• PROVIDED ENTRIES:
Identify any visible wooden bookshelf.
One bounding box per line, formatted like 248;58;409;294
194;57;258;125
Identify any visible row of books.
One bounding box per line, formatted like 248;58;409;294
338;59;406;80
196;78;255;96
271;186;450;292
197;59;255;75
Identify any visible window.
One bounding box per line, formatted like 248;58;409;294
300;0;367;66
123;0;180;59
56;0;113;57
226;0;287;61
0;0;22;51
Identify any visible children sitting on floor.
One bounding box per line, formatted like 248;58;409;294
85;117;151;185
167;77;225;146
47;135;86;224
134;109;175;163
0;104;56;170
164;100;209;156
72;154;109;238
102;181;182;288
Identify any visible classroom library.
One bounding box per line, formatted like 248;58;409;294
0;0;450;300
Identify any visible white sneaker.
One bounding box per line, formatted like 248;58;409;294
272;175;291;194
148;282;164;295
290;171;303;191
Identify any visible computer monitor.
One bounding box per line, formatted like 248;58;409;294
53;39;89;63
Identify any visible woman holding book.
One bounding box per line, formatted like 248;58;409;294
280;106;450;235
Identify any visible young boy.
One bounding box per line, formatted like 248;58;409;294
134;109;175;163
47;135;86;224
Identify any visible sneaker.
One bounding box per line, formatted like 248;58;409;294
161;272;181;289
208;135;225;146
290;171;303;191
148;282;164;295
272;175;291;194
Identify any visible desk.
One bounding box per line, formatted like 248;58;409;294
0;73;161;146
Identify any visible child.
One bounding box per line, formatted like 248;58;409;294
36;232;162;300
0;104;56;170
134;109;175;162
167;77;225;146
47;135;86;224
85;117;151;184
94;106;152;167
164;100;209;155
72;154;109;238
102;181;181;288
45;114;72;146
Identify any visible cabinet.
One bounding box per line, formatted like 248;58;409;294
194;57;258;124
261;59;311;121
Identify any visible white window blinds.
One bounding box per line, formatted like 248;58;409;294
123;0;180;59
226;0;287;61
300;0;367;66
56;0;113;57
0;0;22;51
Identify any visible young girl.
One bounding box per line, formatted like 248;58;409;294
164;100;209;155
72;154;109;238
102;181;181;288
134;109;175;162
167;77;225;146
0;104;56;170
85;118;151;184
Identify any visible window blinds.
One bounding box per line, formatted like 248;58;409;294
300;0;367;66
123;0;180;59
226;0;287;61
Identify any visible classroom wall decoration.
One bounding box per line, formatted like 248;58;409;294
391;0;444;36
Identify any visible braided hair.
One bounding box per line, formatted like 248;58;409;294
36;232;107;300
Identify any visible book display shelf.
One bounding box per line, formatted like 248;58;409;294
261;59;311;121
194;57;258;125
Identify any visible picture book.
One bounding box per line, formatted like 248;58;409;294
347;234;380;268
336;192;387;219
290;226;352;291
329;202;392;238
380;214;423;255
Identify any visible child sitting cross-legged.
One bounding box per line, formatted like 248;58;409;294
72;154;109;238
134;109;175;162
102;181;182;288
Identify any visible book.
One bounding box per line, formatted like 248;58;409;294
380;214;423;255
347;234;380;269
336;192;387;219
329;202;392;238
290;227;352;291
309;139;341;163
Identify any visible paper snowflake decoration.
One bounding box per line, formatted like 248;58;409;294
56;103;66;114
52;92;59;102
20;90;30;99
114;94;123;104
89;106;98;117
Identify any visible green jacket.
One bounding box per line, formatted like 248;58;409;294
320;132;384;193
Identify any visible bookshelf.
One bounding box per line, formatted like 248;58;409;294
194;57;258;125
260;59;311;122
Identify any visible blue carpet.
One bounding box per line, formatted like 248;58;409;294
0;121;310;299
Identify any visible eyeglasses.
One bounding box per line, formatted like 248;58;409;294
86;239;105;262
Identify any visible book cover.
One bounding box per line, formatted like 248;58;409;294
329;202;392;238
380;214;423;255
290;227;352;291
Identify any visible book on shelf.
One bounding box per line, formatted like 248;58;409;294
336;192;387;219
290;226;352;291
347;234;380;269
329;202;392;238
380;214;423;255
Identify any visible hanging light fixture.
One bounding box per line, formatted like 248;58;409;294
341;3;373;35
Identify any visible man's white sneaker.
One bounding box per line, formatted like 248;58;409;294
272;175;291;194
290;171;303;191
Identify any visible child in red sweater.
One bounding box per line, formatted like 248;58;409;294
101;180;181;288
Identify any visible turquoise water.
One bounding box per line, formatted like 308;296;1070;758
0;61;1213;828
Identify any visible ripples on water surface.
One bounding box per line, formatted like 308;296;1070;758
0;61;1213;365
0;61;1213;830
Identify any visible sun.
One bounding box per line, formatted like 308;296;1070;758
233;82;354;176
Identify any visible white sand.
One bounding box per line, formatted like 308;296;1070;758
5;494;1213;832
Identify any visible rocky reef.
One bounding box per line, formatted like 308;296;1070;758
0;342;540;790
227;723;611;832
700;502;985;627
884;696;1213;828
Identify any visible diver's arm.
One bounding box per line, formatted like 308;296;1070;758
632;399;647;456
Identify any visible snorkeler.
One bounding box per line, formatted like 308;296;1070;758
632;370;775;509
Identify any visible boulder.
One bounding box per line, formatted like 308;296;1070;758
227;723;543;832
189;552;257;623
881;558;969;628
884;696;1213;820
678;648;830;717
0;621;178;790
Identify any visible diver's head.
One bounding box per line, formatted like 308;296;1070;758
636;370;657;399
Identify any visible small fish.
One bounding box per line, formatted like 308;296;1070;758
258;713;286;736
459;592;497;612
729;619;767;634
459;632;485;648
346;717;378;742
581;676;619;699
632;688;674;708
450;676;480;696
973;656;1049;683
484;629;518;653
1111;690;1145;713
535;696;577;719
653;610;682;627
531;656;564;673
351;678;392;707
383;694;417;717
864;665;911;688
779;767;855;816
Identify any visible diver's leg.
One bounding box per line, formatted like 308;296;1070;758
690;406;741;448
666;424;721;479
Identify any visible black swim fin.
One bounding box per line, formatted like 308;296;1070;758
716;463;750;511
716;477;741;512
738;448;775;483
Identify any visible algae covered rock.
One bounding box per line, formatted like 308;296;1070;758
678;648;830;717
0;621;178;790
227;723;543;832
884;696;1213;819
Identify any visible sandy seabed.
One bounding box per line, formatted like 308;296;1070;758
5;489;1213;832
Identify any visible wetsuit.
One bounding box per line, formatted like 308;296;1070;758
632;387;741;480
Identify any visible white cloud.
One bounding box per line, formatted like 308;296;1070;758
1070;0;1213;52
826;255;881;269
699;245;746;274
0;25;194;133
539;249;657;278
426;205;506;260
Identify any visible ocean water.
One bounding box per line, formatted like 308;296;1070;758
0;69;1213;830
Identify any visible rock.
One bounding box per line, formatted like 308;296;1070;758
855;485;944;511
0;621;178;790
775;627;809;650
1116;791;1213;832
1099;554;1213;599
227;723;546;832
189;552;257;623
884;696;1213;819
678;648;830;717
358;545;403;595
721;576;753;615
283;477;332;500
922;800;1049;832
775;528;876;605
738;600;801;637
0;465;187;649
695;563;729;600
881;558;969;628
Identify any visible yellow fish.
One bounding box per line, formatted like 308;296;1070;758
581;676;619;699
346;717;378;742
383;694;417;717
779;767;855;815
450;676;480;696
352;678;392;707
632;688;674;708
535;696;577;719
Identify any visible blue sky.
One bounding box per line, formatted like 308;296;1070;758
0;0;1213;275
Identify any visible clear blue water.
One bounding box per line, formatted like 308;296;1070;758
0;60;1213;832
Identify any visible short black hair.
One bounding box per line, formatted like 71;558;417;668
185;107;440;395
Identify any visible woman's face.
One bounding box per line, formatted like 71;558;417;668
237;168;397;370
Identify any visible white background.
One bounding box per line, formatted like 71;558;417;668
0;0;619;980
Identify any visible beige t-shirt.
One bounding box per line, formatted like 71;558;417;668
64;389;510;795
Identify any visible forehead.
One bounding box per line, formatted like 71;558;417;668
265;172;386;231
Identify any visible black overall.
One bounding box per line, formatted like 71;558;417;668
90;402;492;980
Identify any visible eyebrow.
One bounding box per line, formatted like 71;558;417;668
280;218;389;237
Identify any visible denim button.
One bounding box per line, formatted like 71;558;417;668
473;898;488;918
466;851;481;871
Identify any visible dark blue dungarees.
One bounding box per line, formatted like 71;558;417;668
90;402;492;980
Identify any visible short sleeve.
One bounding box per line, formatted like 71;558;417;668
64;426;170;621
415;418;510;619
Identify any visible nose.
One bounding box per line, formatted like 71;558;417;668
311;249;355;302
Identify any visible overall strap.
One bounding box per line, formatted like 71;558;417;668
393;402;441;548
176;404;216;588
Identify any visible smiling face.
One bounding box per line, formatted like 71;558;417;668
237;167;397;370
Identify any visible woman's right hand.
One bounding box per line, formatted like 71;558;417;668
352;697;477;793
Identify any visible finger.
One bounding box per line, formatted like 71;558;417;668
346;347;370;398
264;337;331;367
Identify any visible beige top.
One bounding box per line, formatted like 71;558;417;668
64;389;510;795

• TASK INSTRUCTIONS:
Which lines in the records above contain the word "sneaker"? Pull out each of those lines in full.

• WORKED ANSWER:
Identify any visible white sneaker.
Identify any visible sneaker.
Identify any visible man's white sneaker.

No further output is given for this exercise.